To do:
Write the next few paragraphs of the commentary below on the recession and the end of the boom, beginning right after its final sentence.

(Beginning of Exercise text)

Many of my lesser aware associates are still of the mindset that the government will pull us out of this one. I am put in mind of those who blindly follow religion without bothering to once wonder exactly how all of those miracles may actually work. I believe it is a lot easier for government to allow us to go down the path to recession than it is to work our way out of it. Recession is natural and normal anyway, and needs to happen. The kicker is that we had a wildly voracious up-cycle that ridiculed both the fundamentals and fiscal prudence - this lasted for about six and a half years.
We have seen roughly one and half years of carnage. Methinks that we have roughly three to six years more of this to go, or 12 to 18 months of a hyper accelerated, extremely destructive downward plunge - one that would have 2008 something the optimists would end up wishing for. The only variable is the velocity of the descent. It is guaranteed, a given, that mother equilibrium will insist upon returning to her pre-bubble ways, and potentially then some.

(End of Exercise text)
(Beginning of Data shown)

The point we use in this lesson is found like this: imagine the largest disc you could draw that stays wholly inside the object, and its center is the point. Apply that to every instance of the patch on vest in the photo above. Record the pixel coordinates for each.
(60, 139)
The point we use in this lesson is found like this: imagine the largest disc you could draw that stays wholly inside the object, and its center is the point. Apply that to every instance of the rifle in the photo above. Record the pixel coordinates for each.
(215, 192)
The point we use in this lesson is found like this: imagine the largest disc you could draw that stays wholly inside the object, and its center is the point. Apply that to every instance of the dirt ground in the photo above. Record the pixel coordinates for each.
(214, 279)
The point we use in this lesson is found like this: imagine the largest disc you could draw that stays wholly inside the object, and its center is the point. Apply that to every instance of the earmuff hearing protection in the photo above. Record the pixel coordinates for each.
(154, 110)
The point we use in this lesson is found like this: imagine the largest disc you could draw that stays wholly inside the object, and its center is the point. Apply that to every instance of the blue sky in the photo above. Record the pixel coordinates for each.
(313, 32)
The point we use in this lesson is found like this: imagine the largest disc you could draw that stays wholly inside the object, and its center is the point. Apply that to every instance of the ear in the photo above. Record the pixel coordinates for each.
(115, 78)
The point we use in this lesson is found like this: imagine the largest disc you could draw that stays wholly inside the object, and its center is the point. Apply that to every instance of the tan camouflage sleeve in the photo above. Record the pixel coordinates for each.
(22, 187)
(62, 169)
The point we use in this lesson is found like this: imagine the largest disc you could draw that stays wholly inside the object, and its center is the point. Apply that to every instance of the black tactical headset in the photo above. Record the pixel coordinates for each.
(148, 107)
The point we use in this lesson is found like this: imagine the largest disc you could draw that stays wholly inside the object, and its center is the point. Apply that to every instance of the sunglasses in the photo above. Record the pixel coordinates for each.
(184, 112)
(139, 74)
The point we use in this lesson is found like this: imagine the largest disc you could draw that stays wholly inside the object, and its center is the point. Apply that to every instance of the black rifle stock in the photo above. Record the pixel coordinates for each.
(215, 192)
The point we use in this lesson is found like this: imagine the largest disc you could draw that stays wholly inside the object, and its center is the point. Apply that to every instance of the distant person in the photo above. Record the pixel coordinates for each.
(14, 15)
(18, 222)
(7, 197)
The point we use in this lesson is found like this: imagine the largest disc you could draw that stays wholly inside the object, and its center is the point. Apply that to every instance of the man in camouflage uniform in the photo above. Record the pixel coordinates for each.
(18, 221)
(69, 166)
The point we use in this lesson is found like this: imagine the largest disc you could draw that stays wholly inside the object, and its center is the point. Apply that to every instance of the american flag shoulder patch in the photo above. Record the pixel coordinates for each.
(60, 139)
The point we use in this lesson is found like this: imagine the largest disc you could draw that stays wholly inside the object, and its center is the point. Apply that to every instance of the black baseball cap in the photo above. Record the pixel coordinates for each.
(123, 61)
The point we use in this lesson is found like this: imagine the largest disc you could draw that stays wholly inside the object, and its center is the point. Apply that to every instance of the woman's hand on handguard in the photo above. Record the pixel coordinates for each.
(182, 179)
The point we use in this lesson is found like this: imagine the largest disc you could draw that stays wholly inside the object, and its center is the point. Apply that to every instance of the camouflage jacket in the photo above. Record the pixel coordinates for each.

(End of Data shown)

Response:
I rant ad nauseum because I find myself returning back to the big money center banks mentioned above.
As you all know, I shorted all of the names mentioned above heavily backed by some rather comprehensive fundamental and forensic research, and am still short most of those that are still in business. The trades were roughly six months to a year in duration, and although proved to be very, very profitable (several scoring more than 100 point hits) had a significant amount of volatility introduced that produced some nasty drawdowns. These drawdowns came from bear market rallies that were sparked by the "Won't the government help us?" mentality.
As stated earlier, recession is a natural and inevitable occurrence that needs to happen, just as much so as economic boom times. The dead banks will have to die. It's just a matter of whether we get it over quickly and allow the Phoenix to rise from its ashes to start anew, or we drag this out in a form of macro-economic water torture.
Remember, mortgage banks were dropping like flies. Bear Stearns collapsed over the weekend. The Fed backstopped investment banks by allowing unprecedented borrowing from the Fed discount window, accepting as collateral practically anything, stocks, private labeled MBS, baseball cards, manure and fertilizer (Okay, I was joking about the baseball cards). This allowed the market to rally from the March lows that was put in by the Bear Stearns collapse. After all, the government has unlimited resources and they have pretty much stated that they will not allow a large investment bank to fail.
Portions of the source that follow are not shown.